-- start Data supplied --

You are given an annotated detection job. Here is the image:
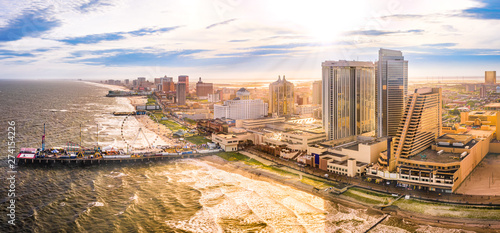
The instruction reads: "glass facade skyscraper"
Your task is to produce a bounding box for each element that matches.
[322,60,375,140]
[376,49,408,137]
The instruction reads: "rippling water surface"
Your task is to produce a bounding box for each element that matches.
[0,80,462,232]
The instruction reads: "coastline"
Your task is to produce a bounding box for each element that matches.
[199,155,500,232]
[82,81,174,147]
[87,82,500,232]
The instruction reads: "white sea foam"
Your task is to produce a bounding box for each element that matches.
[89,201,104,207]
[167,160,390,232]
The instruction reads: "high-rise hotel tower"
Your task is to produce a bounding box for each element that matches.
[269,75,295,116]
[392,88,442,158]
[375,49,408,137]
[321,60,375,140]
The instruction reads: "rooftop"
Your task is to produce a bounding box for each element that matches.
[436,134,472,144]
[406,148,461,163]
[484,103,500,108]
[469,110,497,116]
[322,151,347,158]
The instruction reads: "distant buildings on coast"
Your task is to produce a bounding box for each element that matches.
[96,46,500,192]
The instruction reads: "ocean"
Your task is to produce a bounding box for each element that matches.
[0,80,460,232]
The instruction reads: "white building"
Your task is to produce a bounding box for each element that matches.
[214,99,268,120]
[295,104,320,117]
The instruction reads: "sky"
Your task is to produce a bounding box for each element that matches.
[0,0,500,83]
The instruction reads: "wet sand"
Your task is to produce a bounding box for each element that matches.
[127,96,174,145]
[457,154,500,196]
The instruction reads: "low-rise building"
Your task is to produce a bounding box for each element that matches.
[236,117,286,129]
[212,133,253,151]
[367,131,493,193]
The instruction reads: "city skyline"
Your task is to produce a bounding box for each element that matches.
[0,1,500,82]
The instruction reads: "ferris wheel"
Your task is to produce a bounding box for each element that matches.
[120,111,160,150]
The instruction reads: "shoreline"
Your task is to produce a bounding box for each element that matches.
[198,155,500,232]
[86,82,500,232]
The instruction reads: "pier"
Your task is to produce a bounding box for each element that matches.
[17,152,217,166]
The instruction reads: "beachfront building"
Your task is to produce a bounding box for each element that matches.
[312,80,323,105]
[262,128,326,151]
[212,133,254,151]
[319,152,368,177]
[375,49,408,137]
[236,117,286,129]
[177,75,189,94]
[214,88,268,120]
[389,88,442,160]
[175,82,186,105]
[307,136,387,166]
[484,71,497,84]
[322,60,375,140]
[196,77,214,98]
[367,133,494,193]
[269,75,295,116]
[214,99,268,120]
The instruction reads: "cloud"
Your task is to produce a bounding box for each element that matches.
[0,9,61,42]
[78,0,111,13]
[228,39,249,42]
[422,43,457,47]
[128,26,180,36]
[347,29,424,36]
[463,0,500,19]
[252,43,315,49]
[59,26,179,45]
[71,49,207,66]
[380,14,424,19]
[0,49,34,60]
[216,49,294,57]
[206,19,236,29]
[59,32,125,45]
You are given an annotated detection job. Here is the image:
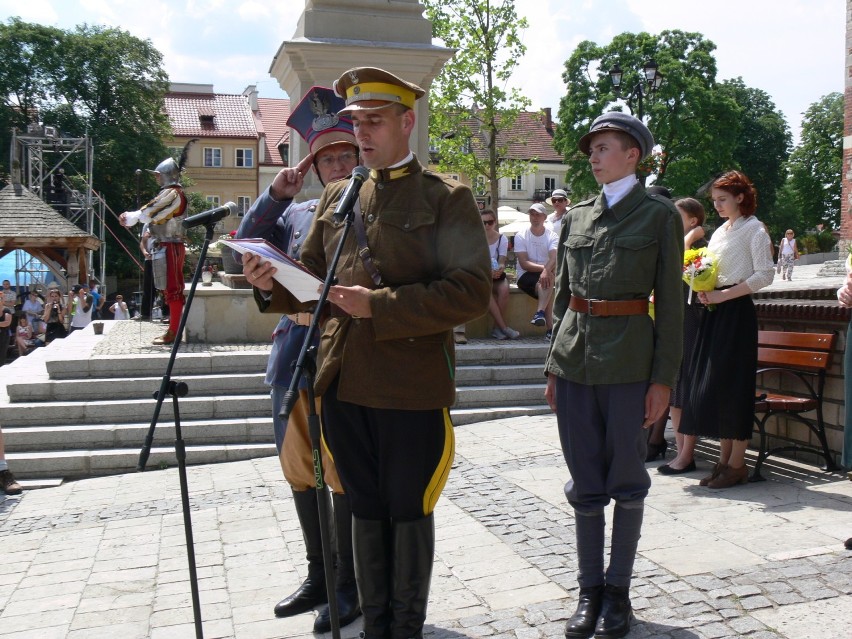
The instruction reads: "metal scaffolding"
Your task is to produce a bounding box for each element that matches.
[10,124,106,286]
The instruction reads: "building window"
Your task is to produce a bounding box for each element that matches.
[204,146,222,167]
[234,149,254,169]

-- end Data supplied --

#### Goal of the exercise:
Could you pull out, word for word, the lines of the listing from its very first line through the line containing "[0,80,462,232]", leaving the pictures out of your answer?

#### Written response:
You are given an annotated detection job. Here is the image:
The instruction reads: "glass facade skyscraper"
Your task is to produce a bounding box for each element that matches.
[322,60,375,140]
[376,49,408,137]
The instruction reads: "rippling water surface"
Your task is to produce a bounding box for each element that matches.
[0,80,462,232]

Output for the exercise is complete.